Records:
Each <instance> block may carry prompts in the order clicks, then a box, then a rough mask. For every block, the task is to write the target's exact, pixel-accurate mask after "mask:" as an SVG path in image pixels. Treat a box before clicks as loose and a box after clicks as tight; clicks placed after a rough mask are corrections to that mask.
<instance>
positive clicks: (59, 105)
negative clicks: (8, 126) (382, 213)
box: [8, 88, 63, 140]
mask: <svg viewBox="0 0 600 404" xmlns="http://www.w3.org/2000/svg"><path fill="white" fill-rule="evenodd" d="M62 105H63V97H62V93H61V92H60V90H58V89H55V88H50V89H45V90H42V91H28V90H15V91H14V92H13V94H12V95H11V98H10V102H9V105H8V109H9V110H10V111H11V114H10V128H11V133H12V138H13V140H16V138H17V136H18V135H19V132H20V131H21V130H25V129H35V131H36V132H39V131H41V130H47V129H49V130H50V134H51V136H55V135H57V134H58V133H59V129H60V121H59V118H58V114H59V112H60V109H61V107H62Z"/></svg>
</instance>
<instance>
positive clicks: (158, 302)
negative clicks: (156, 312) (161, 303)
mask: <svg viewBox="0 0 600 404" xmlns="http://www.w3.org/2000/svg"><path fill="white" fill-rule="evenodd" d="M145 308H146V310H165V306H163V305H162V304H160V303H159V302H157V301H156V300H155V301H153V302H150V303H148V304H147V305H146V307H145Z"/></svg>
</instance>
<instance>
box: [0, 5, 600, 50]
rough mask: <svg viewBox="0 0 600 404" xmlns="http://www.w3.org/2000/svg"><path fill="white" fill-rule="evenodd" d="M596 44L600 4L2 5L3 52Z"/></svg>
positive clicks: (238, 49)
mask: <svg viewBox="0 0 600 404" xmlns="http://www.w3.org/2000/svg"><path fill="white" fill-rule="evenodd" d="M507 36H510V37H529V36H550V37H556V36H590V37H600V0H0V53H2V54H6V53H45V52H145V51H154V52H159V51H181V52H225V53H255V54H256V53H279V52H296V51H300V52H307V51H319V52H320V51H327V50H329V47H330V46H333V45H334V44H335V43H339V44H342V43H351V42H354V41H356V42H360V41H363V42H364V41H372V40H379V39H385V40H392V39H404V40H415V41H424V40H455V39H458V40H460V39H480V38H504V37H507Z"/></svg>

Problem description: Write out every entry again, keeping each line exactly the same.

Exercise result:
Each <instance> block may carry prompts in the order clicks, then a box, then a rough mask. For every block, the task is to write the target's exact, pixel-accurate mask after "mask:" as an SVG path in image pixels. Treat a box before clicks as loose and a box after clicks as tight; clicks placed after a rough mask are corrections to that mask.
<instance>
positive clicks: (59, 105)
negative clicks: (8, 126) (382, 213)
box: [8, 88, 63, 140]
mask: <svg viewBox="0 0 600 404" xmlns="http://www.w3.org/2000/svg"><path fill="white" fill-rule="evenodd" d="M62 105H63V97H62V93H61V92H60V90H58V89H55V88H50V89H45V90H42V91H28V90H15V91H14V92H13V94H12V95H11V98H10V102H9V105H8V109H9V110H10V111H11V114H10V128H11V133H12V138H13V140H16V138H17V136H18V135H19V132H20V131H21V130H25V129H35V131H36V132H39V131H41V130H47V129H49V130H50V134H51V136H55V135H57V134H58V133H59V129H60V121H59V118H58V114H59V112H60V109H61V107H62Z"/></svg>
</instance>
<instance>
positive clicks: (158, 302)
negative clicks: (156, 312) (161, 303)
mask: <svg viewBox="0 0 600 404" xmlns="http://www.w3.org/2000/svg"><path fill="white" fill-rule="evenodd" d="M145 308H146V310H165V306H163V305H162V304H160V303H159V302H157V301H156V300H155V301H153V302H150V303H148V304H147V305H146V307H145Z"/></svg>
</instance>
<instance>
box: [0, 5, 600, 50]
rough mask: <svg viewBox="0 0 600 404" xmlns="http://www.w3.org/2000/svg"><path fill="white" fill-rule="evenodd" d="M596 44L600 4L2 5L3 52Z"/></svg>
positive clicks: (238, 49)
mask: <svg viewBox="0 0 600 404" xmlns="http://www.w3.org/2000/svg"><path fill="white" fill-rule="evenodd" d="M507 36H510V37H529V36H550V37H556V36H590V37H600V0H0V53H2V54H6V53H45V52H145V51H154V52H159V51H181V52H225V53H255V54H256V53H279V52H296V51H300V52H307V51H319V52H320V51H327V50H329V47H330V46H333V45H334V44H335V43H339V44H342V43H351V42H354V41H356V42H360V41H363V42H364V41H372V40H379V39H385V40H392V39H404V40H415V41H424V40H455V39H458V40H460V39H480V38H504V37H507Z"/></svg>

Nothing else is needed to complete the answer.